→ Reading text:

######

In May 2014, Manuel Gutiérrez Flores and Javier Rodrígueza Rivero requested an amparo in Aguascalientes after city officials rejected their request for a marriage license. The couple contested the constitutionality of articles 143, 144 and 313bis of the Civil Code. Article 143 defined marriage as "the union of one man and one woman", and article 313bis similarly defined concubinage as between "one man and one woman". Article 144 characterized marriage as an institution whose purpose was "perpetuating the species". The amparo was approved by a court on 29 August 2014, and the couple married on 3 September, marking the first same-sex marriage in Aguascalientes. A lesbian couple, Susana Ortega Guzmán and Mariana Martín Aguirre, also applied for an amparo in May 2014. They received a favorable verdict on 2 September 2014, and married on 21 August 2015. On 1 September 2014, Julián Elizalde Peña, the coordinator of the SerGay Collective of Aguascalientes (Colectivo SerGay de Aguascalientes), announced that a third amparo had been requested in the state. Elizalde Peña announced that an additional two amparos were pending on 13 October 2014. In December 2016, another same-sex couple was granted the right to marry, followed by another couple on 25 January 2017, and four more couples in late November 2017. By December 2017, fourteen same-sex couples had married in the state via the recurso de amparo remedy. This had increased to twenty-three couples by 2018.

===Early bills===
A civil union bill was first proposed in Aguascalientes in 2010 by Deputy Nora Ruvalcaba Gámez. The measure would have established a legal institution with several of the rights, benefits, obligations and responsibilities of marriage. Opposition from the Institutional Revolutionary Party (PRI) and the National Action Party (PAN) crippled its passage in Congress. In September 2014, Deputy Cuauhtemoc Escobedo Tejad from the Party of the Democratic Revolution (PRD) announced that Governor Carlos Lozano de la Torre would introduce a civil union bill, and possibly a same-sex marriage bill, to the Congress of Aguascalientes. Escobeda Tejada further announced that if Lozano de la Torre did not introduce the bill, he would do so himself. On 4 November, Escobedo Tejada presented a civil union proposal to Congress, defining civil partnerships as "living together, forming a heritage, having children if they wish, and dealing with situations that arise for a couple." A citizens' initiative for same-sex marriage had been introduced to Congress a few weeks prior to his bill. Debate on three initiatives with different schemes for marriage and civil unions began on 21 November.

######

→ Supplied information:

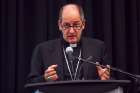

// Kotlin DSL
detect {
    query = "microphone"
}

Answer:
[66,46,74,62]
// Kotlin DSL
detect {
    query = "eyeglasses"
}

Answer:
[62,23,82,30]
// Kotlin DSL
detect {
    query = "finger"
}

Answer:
[44,71,57,80]
[47,71,57,76]
[48,65,58,69]
[45,69,55,73]
[101,74,110,80]
[96,66,103,70]
[49,74,58,80]
[100,68,109,76]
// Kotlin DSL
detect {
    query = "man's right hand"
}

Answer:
[44,65,58,81]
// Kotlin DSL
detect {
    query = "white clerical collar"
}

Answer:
[70,44,77,48]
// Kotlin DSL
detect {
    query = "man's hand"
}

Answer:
[96,62,110,80]
[44,65,58,81]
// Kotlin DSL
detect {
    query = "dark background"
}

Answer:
[0,0,140,93]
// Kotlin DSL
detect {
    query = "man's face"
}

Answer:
[59,7,85,44]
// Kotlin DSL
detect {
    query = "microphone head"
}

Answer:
[66,46,73,54]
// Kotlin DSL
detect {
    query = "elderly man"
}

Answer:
[29,4,110,83]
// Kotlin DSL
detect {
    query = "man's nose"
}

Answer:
[69,27,75,33]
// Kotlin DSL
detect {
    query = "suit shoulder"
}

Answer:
[36,39,60,48]
[83,37,104,45]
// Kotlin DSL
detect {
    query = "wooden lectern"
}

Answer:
[25,80,131,93]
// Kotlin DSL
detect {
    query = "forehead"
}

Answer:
[62,5,81,21]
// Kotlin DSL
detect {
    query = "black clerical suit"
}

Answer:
[29,38,111,83]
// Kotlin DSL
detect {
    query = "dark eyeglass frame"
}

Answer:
[61,22,83,30]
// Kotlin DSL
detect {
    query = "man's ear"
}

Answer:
[58,19,62,31]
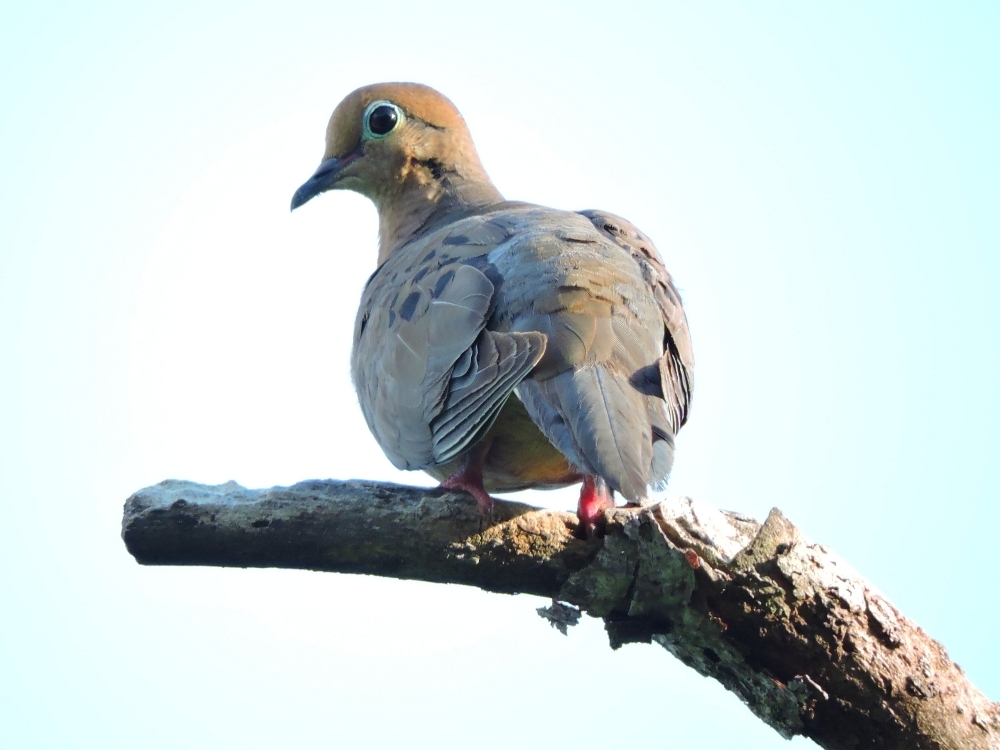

######

→ Tasks to complete:
1 – Put the rows into a numbered list, starting with their first line and going on through the line with "[66,46,73,54]". Skip blank lines and leave out the pictures.
2 – Write what comes next in the text on same-sex marriage in Aguascalientes, picking up after its last sentence.

→ Results by task:
1 –
1. // Kotlin DSL
2. detect {
3.     query = "microphone"
4. }
5. Answer:
6. [66,46,74,62]
7. // Kotlin DSL
8. detect {
9.     query = "eyeglasses"
10. }
11. Answer:
12. [62,23,82,30]
13. // Kotlin DSL
14. detect {
15.     query = "finger"
16. }
17. Answer:
18. [44,71,57,80]
19. [47,71,57,76]
20. [48,65,58,69]
21. [45,69,55,73]
22. [101,74,110,80]
23. [96,66,103,70]
24. [49,74,58,80]
25. [100,68,109,76]
26. // Kotlin DSL
27. detect {
28.     query = "man's right hand"
29. }
30. Answer:
31. [44,65,58,81]
32. // Kotlin DSL
33. detect {
34.     query = "white clerical collar"
35. }
36. Answer:
37. [70,44,77,48]
38. // Kotlin DSL
39. detect {
40.     query = "man's hand"
41. }
42. Answer:
43. [96,62,110,80]
44. [44,65,58,81]
45. // Kotlin DSL
46. detect {
47.     query = "dark background"
48. }
49. Answer:
50. [0,0,140,93]
51. // Kotlin DSL
52. detect {
53.     query = "man's face"
54. }
55. Answer:
56. [59,7,85,44]
57. // Kotlin DSL
58. detect {
59.     query = "microphone head"
60. }
61. Answer:
62. [66,46,73,54]

2 –
On 15 June 2016, Martha Márquez Alvarado, a congresswoman from the National Action Party, indicated that she was preparing a civil union proposal and would present it to Congress when ready. In April 2017, the State Human Rights Commission announced it would introduce a new same-sex marriage bill, and in October 2017 another bill was introduced to Congress by PRD Deputy Josefina Moreno Pérez. In April 2018, the National Action Party, which held a majority of seats in Congress, announced it would oppose all the proposed same-sex marriage and civil union bills.

===Action of unconstitutionality===
In 2018, the National Human Rights Commission filed an action of unconstitutionality (acción de inconstitucionalidad; docketed 40/2018) against articles 143, 144 and 313bis of the Civil Code. The Congress of Aguascalientes had recently amended state family law but while doing so did not repeal the state's ban on same-sex marriage. The Commission took this opportunity to file the action of unconstitutionality. On 2 April 2019, the full bench of the Mexican Supreme Court ruled unanimously that the three articles were void and unconstitutional, determining that banning same-sex couples from marrying violates Articles 1 and 4 of the Constitution of Mexico. The ruling came into effect upon publication in the Official Gazette of the Federation (Diario Oficial de la Federación) on 16 August 2019. However, the civil registry began processing marriage applications from same-sex couples and issuing marriage licenses prior to the publication date. A couple applied to marry the same day as the ruling was handed down, and wed shortly thereafter. On 6 April 2019, a same-sex couple, together for eleven years, wed in a Masonic ceremony in the city of Aguascalientes.

The Congress of Aguascalientes has yet to pass legislation to codify the Supreme Court ruling into statutory law. In 2025, PAN leaders, including Alma Hilda Medina Macías, indicated that the state government could advance a same-sex marriage bill in the new future, but that such a law change was not a "priority". In June 2026, activists organized a protest march in favor of same-sex marriage in front of the Congress building.

==Marriage statistics==
The following table shows the number of same-sex marriages performed in Aguascalientes since legalization in 2019 as reported by the National Institute of Statistics and Geography.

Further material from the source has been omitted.